Object location annotation data

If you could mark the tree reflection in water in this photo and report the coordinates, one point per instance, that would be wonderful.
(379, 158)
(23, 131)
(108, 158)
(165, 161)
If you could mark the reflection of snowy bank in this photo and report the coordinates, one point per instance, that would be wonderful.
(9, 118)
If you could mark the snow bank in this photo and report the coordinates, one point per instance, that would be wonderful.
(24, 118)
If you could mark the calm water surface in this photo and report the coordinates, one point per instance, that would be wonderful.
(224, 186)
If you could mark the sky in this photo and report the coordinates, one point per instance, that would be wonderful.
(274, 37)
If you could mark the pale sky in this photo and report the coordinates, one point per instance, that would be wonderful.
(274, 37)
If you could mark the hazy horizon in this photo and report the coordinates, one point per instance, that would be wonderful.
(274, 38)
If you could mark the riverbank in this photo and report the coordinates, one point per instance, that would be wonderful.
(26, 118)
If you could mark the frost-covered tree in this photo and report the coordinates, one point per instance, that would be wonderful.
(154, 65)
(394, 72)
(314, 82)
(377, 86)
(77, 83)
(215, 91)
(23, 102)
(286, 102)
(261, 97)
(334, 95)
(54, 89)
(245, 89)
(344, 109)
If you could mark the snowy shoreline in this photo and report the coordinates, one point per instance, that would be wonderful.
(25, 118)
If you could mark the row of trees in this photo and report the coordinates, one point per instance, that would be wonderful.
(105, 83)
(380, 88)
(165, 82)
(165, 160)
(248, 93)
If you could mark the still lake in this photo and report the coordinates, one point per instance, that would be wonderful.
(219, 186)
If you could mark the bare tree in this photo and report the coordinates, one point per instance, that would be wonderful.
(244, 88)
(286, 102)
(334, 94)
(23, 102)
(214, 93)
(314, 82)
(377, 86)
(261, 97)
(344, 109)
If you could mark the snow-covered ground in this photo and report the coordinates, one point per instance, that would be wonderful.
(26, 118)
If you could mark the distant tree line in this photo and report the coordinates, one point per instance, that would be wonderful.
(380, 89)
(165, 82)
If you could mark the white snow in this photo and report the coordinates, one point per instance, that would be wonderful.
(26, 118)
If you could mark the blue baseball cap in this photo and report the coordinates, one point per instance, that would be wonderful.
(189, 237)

__Task directions__.
In the lines above, replace "wonderful" with "greatly appreciated" and leave all else the same.

__Correct answer__.
If you could mark the tree reflection in water in this photo and report the coordinates, one point per instance, that would be greatly appreciated.
(379, 158)
(23, 131)
(108, 158)
(165, 161)
If you could mark the reflection of snowy bank in this photo and report the coordinates, one point per instance, that would be greatly appreciated.
(9, 118)
If you could mark the snow bank in this photo and report the coordinates, one point per instance, that would be greatly appreciated.
(24, 118)
If you could mark the calm water surface in this photo and report the coordinates, one point per instance, that would be greatly appreciated.
(224, 186)
If you could mark the sky in this photo and report the coordinates, one point per instance, that would be greatly appreciated.
(274, 37)
If you could mark the pale sky in this photo and report the coordinates, one point per instance, that would be greatly appreciated.
(274, 37)
If you could mark the hazy horizon in this photo and report the coordinates, one point per instance, that would be greatly appreciated.
(274, 38)
If you could mark the riverbank in this photo and report the coordinates, one point per instance, that would be greatly appreciated.
(26, 118)
If you could mark the frost-covered tree in this photo and report the coordinates, one point per instance, that would be greatly appreciated.
(154, 65)
(394, 72)
(314, 82)
(377, 86)
(77, 83)
(215, 91)
(23, 102)
(286, 102)
(261, 97)
(334, 95)
(54, 89)
(245, 89)
(344, 109)
If you could mark the snowy shoreline in this photo and report the coordinates, one point per instance, that would be greatly appreciated.
(25, 118)
If you could mark the row of trees in this photo and report the coordinates, one point per instance, that would be greatly appreciated.
(105, 83)
(380, 88)
(165, 82)
(165, 160)
(248, 93)
If you could mark the still lake in this photo and report the coordinates, one point per instance, that would be greatly appreciated.
(219, 186)
If you could mark the bare tree in this photo and report the coordinates, one point per instance, that would be greatly appreciated.
(244, 88)
(286, 102)
(334, 94)
(23, 102)
(214, 93)
(314, 82)
(377, 86)
(261, 97)
(344, 109)
If you could mark the snow-covered ground in this photo and report the coordinates, one point per instance, that would be greatly appreciated.
(26, 118)
If you could mark the distant tree line in this photo and report the coordinates, one point per instance, that would be greatly appreciated.
(380, 89)
(165, 82)
If you could mark the white snow in this photo and report the coordinates, one point per instance, that would be greatly appreciated.
(26, 118)
If you could mark the blue baseball cap in this photo and report the coordinates, one point per instance, that would be greatly appreciated.
(189, 237)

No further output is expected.